== Extrait du texte ==
"""
La cause a fini par se rendre devant la Cour suprême du Canada. Les juges ont appliqué le critère de l’arrêt Oakes, dont nous avons parlé à la page 15, pour voir si ces limites étaient raisonnables. Trois des juges étaient d’accord avec l’entreprise, mais ils ont indiqué que le Québec avait le droit de limiter la liberté de parole d’Irwin. C’est parce que la loi visait à protéger les enfants, qui ne pouvaient pas nécessairement savoir ce qui était vrai ou si une annonce faisait partie de l’émission qu’ils étaient en train de regarder. (Deux juges n’étaient pas de cet avis et ont affirmé qu’il n’y avait pas suffisamment de preuves que cette publicité pouvait causer du tort aux enfants, et que la liberté de parole était trop importante pour être limitée.) Cette cause a été un des premiers tests sur les conséquences que l’application de la Charte pouvait avoir sur la liberté d’expression.
"""
== Enregistrements de pointage d'objets sur des photos ==
"""
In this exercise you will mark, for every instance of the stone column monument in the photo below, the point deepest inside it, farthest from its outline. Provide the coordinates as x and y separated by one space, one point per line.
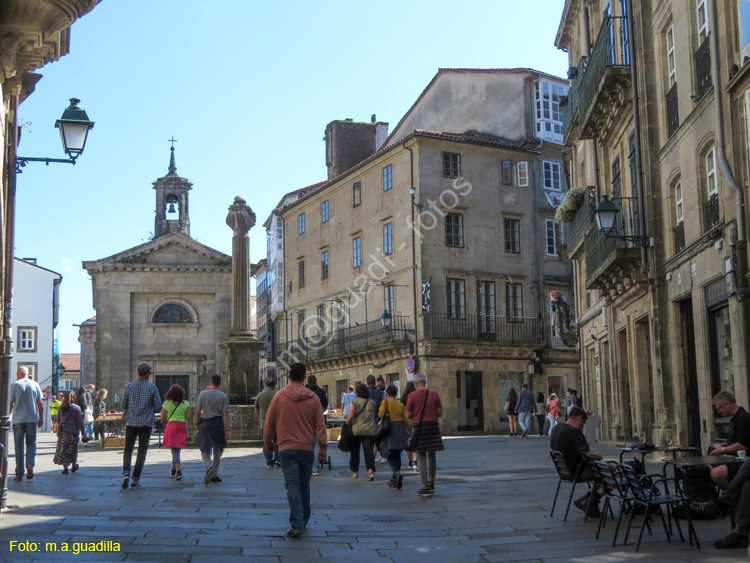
241 349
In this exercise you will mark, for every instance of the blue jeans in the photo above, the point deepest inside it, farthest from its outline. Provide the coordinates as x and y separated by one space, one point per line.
524 419
297 468
27 431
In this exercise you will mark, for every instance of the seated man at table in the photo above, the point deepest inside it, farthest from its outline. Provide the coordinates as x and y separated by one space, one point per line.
568 439
738 440
737 494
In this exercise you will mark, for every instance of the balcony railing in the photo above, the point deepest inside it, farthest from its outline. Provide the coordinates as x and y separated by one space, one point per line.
602 251
673 115
679 236
703 69
342 341
484 328
711 215
610 57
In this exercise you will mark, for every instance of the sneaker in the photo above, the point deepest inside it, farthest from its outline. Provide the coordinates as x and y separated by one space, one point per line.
732 541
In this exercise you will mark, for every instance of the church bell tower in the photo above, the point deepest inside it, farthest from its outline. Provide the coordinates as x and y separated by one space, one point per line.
172 202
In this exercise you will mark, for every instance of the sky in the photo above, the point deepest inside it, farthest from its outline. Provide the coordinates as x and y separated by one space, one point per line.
246 88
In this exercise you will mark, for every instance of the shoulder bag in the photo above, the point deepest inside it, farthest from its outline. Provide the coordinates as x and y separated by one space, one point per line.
347 432
411 444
"""
== Consignes ==
1. Répondez à ces questions d'après l'extrait :
(a) Devant quelle cour la cause a-t-elle fini par se rendre ?
(b) Quel critère les juges ont-ils appliqué pour voir si les limites étaient raisonnables ?
(c) Combien de juges n'étaient pas de cet avis ?
2. Veuillez reproduire le passage de l'extrait compris entre « La cause a fini » et « la liberté d’expression. », ces mots inclus.
3. Traduisez en anglais cette phrase de l'extrait : « Cette cause a été un des premiers tests sur les conséquences que l'application de la Charte pouvait avoir sur la liberté d'expression. »
Répondez en vous fondant uniquement sur l'extrait.

== Réponses ==
1.
(a) La Cour suprême du Canada.
(b) Le critère de l'arrêt Oakes.
(c) Deux juges.

2.
La cause a fini par se rendre devant la Cour suprême du Canada. Les juges ont appliqué le critère de l’arrêt Oakes, dont nous avons parlé à la page 15, pour voir si ces limites étaient raisonnables. Trois des juges étaient d’accord avec l’entreprise, mais ils ont indiqué que le Québec avait le droit de limiter la liberté de parole d’Irwin. C’est parce que la loi visait à protéger les enfants, qui ne pouvaient pas nécessairement savoir ce qui était vrai ou si une annonce faisait partie de l’émission qu’ils étaient en train de regarder. (Deux juges n’étaient pas de cet avis et ont affirmé qu’il n’y avait pas suffisamment de preuves que cette publicité pouvait causer du tort aux enfants, et que la liberté de parole était trop importante pour être limitée.) Cette cause a été un des premiers tests sur les conséquences que l’application de la Charte pouvait avoir sur la liberté d’expression.

3. This case was one of the first tests of the consequences that applying the Charter could have on freedom of expression.